07. 09. 2003, 23. Sonntag im Jahreskreis
Mk 7, 31 - 37


Liebe Gemeinde!

Sprechen zu können gehört zu unserem Menschsein. Ja, man könnte sogar sagen: die Fähigkeit zum Sprechen macht das Menschsein gerade zu aus. Jemand, der sich nicht zur Sprache bringen kann, der seine eigenen Gedanken, seine Gefühle, der sich selbst nicht mitteilen kann, büßt wesentliches ein, was zum Menschen gehört.
 
Das ist aber gar nicht so selten. Viele Menschen haben das Sprechen, das "richtige" Sprechen verlernt - oder haben es sogar verboten bekommen.

▶ Angezeigte Daten
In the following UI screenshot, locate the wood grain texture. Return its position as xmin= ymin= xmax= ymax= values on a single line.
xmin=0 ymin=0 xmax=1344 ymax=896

▶ Aufgabe 1
Schreib aus der Predigt alles von „Sprechen zu können“ bis hinunter zu „zum Menschen gehört.“ Wort für Wort ab.
▶ Aufgabe 2
Beantworte diese Fragen zur Predigt:
(a) Über welche Bibelstelle wird gepredigt?
(b) An welchem Sonntag im Kirchenjahr wurde die Predigt gehalten?
(c) Was haben viele Menschen laut der Predigt verlernt?
▶ Aufgabe 3
Schreib die Predigt über das Sprechenkönnen weiter, und zwar ab dort, wo sie aufhört.
Die Daten werden hier nicht gebraucht.

▶ Antwort 1
Sprechen zu können gehört zu unserem Menschsein. Ja, man könnte sogar sagen: die Fähigkeit zum Sprechen macht das Menschsein gerade zu aus. Jemand, der sich nicht zur Sprache bringen kann, der seine eigenen Gedanken, seine Gefühle, der sich selbst nicht mitteilen kann, büßt wesentliches ein, was zum Menschen gehört.

▶ Antwort 2
(a) Mk 7, 31 - 37
(b) Am 23. Sonntag im Jahreskreis
(c) Das Sprechen, das „richtige“ Sprechen

▶ Antwort 3
Wie oft erleben Kinder, aber nicht nur sie sondern auch gerade Erwachsene, dass es nicht in Ordnung ist, wenn sie das, was sie denken, wenn sie das, was sie fühlen, wenn sie das, was sie erlebt haben, aussprechen. Wie oft erleben Menschen, dass sie den Mund verboten bekommen. Da ist es kein Wunder, wenn viele geradezu stumm werden oder zumindest "halbstumm", wie es wörtlich übersetzt von dem Mann heißt, von dem im heutigen Evangelium erzählt wird: "Sie brachten einen Tauben und Halbstummen zu ihm...".
 
Halbstumm und taub ist er. Auch das kennen wir heute: dass Menschen nicht mehr hinhören können, auf das, was sie stumm gemacht hat – auf die vielen Botschaften, die ihnen das Leben schwer machen, geradezu verbieten. Irgendein Leben könnte man ja führen, aber das eigene, das was man in sich selbst fühlt, wird einem oft verboten. Es führt so oft zu Konflikten mit den anderen, die es oft eigentlich ja nur gut meinen mit ihren ganzen Anweisungen, den Erwartungen und den Aufforderungen.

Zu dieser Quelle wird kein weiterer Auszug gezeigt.